==== Supplied text

Healthcare in Latvia

Dan Quayle

In 1992 Vice President and Mrs. Dan Quayle delivered a C-141 airplane full of medical supplies to Latvia from the United States through Project HOPE. Drs. Christopher and Bertram Zarins were on hand to help with the organization of the project.



Plastic gloves, sutures, medical equipment to monitor blood pressure, and a sterile operating room are commonplace in the United States. But during the Soviet Union’s occupation of Latvia, these medical supplies and equipment were rare and outdated, if available at all.

Disposable items in the West such as gloves, suction tubing, and IV needles had to be sterilized and reused in Latvia. Though they were sterilized, the technique used to sterilize items was a technique that we would never imagine using in a Western hospital. For instance, before operations, hands were sterilized in a communal bowl of strong bleach solution. Gloves were “sterilized” before and after operations by washing the gloves with sterile brushes and soap from an ordinary soap dish used by everyone before and after operations.

========
==== Data

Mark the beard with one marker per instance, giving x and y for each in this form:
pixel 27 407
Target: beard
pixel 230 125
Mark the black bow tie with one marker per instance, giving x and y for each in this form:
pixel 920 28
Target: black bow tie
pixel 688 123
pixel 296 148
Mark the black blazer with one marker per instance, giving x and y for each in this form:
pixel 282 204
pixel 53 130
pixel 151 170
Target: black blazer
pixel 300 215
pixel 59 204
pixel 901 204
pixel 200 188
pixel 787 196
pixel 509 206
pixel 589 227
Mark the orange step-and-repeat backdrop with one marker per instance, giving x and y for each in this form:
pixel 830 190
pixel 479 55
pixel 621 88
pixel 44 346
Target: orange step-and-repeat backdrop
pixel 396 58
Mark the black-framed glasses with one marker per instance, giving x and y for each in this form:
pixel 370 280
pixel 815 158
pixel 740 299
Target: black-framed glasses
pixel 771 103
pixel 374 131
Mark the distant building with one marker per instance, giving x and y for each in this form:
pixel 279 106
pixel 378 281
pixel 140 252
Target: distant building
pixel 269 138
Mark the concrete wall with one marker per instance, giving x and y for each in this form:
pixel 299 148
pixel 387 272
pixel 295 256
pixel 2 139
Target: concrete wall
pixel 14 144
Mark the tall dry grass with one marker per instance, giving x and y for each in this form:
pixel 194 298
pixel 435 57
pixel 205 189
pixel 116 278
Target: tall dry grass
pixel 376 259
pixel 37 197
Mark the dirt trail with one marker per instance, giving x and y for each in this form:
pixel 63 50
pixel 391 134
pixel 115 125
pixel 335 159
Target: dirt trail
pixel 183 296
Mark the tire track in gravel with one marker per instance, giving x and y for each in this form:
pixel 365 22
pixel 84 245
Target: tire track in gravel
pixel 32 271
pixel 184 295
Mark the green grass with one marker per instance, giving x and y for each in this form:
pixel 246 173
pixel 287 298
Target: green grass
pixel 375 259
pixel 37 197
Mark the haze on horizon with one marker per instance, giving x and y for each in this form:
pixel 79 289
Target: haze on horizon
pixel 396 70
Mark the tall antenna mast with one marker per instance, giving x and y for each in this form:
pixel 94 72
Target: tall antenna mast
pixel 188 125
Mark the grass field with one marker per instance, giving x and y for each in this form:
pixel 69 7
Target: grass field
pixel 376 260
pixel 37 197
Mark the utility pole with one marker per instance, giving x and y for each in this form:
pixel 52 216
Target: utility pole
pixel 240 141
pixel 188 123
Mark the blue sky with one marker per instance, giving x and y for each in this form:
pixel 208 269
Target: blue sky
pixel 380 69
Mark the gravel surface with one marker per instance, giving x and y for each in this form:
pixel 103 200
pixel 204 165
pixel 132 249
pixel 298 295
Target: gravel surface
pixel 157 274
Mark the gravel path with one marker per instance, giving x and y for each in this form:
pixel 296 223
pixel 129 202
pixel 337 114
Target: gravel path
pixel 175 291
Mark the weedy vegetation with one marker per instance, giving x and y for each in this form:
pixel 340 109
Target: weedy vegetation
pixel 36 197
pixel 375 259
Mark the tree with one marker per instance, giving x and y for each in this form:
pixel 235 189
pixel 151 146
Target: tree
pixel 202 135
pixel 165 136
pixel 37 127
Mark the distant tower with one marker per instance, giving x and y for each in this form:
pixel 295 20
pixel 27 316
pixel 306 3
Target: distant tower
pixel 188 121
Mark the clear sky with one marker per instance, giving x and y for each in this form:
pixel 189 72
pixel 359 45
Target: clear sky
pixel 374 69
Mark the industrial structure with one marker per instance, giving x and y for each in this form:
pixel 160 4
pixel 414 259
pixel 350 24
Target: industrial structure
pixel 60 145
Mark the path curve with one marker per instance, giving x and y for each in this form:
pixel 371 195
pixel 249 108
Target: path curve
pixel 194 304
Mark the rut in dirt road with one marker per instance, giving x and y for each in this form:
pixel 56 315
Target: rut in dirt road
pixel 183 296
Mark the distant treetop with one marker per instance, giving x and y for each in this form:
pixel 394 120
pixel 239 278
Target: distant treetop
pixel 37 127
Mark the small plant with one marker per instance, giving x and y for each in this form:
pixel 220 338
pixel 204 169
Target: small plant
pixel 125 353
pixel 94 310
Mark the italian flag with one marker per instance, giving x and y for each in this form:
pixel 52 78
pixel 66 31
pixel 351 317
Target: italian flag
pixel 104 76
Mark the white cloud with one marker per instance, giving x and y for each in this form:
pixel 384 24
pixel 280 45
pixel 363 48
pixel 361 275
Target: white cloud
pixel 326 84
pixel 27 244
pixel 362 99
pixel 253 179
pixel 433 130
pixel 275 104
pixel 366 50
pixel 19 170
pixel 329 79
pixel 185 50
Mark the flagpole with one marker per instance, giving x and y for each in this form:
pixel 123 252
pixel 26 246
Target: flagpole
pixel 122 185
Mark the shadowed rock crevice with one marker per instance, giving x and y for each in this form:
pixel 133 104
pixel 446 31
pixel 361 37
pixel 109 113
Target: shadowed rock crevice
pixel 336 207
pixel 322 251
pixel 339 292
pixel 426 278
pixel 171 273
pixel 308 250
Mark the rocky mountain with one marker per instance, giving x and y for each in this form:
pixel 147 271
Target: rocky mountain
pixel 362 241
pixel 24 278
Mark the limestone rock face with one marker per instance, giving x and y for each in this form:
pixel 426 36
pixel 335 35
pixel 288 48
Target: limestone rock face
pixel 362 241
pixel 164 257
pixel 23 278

========

--- Activity list ---
1 – In the text on healthcare in Latvia, what type of airplane did Vice President and Mrs. Dan Quayle deliver in 1992?
2 – Resume the text on healthcare in Latvia after its final sentence, keeping the same tone.

--- Per-task answers ---
1 – A C-141 airplane full of medical supplies.

2 –
Standard but necessary pharmaceuticals such as anesthetics were in need and therefore used sparingly. Patients were given the smallest amount still considered safe and allowing the procedure to be completed. In most cases patients awoke before the last sutures are placed. These were a few of the horrors of Latvian care.

Aside from the frustration of not having proper medical supplies, the physicians, nurses, and health care workers were people that had been well-educated and were aware of what was needed in order to perform needed procedures and care for patients. But as well as a lack of medical supplies, information on new medical procedures and techniques was also unavailable. Libraries did not have up-to-date journals and texts necessary for medical staff members to update their knowledge of methods and equipment. These people were desperate for opportunities to learn about current medical procedures, equipment, and methods.